Top of Reading text

Ruberton and his team initially put some of these new securities in Apollo’s higher return credit funds, but ultimately the firm needed to start a dedicated strategy.
A chief investment officer of an endowment, who has talked to the co-heads, said that from an allocator’s perspective, one of the appeals of flexible investments like Apollo’s is that managers get to do the types of deal that fit with what’s happening in the larger economic world. In March and April of 2020, when the pandemic hit, investors could have bought some assets at fire-sale prices, but the opportunity was short lived as markets came back.
“Take distressed funds right now: Managers can’t sit on all that cash they raised for too long, so they have to do deals whether there are good ones out there are not,” the CIO said. “It’s not a new problem, but there’s got to be a solution to it.”

Bottom of Reading text
Top of Stored data

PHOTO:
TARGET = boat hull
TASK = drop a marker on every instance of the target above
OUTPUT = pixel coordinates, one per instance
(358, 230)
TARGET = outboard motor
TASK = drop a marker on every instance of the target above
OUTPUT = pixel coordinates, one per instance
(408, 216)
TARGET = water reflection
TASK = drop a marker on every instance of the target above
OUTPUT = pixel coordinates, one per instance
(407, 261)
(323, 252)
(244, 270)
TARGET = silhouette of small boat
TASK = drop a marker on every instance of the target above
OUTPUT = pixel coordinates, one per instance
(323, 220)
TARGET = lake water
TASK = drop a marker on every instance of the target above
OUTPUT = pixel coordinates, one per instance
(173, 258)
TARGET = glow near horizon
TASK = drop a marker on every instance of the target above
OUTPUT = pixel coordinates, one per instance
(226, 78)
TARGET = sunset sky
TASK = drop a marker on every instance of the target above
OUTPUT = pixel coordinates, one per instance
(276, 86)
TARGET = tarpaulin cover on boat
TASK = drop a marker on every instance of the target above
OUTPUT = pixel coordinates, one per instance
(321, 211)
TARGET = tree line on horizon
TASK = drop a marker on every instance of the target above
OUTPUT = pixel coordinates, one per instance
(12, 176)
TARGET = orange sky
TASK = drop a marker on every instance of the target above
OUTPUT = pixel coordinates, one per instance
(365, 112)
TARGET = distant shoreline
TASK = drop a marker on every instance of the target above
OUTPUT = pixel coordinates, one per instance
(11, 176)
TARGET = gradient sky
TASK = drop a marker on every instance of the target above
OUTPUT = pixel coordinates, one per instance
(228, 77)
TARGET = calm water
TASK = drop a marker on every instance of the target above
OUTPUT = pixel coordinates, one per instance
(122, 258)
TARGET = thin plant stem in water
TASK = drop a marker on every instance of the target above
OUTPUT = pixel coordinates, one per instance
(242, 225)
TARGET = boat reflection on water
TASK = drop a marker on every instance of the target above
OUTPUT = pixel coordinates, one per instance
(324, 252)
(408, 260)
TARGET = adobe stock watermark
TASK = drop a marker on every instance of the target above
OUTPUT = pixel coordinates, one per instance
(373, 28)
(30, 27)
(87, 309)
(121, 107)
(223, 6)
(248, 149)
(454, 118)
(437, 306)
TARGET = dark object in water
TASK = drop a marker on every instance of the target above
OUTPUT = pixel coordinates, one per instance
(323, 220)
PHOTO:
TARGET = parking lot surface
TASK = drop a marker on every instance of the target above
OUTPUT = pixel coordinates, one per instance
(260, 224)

Bottom of Stored data

▶ _What this exercise asks_
1. Pull out the stretch of the Apollo passage between "Ruberton and his" and "markets came back.", inclusive, copying it word for word.
2. In the Apollo passage, in which months of 2020 did the pandemic hit?
3. Give the first three words of every sentence in the Apollo passage, in order.

▶ _Results for each task_
1.
Ruberton and his team initially put some of these new securities in Apollo’s higher return credit funds, but ultimately the firm needed to start a dedicated strategy.
A chief investment officer of an endowment, who has talked to the co-heads, said that from an allocator’s perspective, one of the appeals of flexible investments like Apollo’s is that managers get to do the types of deal that fit with what’s happening in the larger economic world. In March and April of 2020, when the pandemic hit, investors could have bought some assets at fire-sale prices, but the opportunity was short lived as markets came back.

2. March and April

3.
Ruberton and his
A chief investment
In March and
Take distressed funds
It’s not a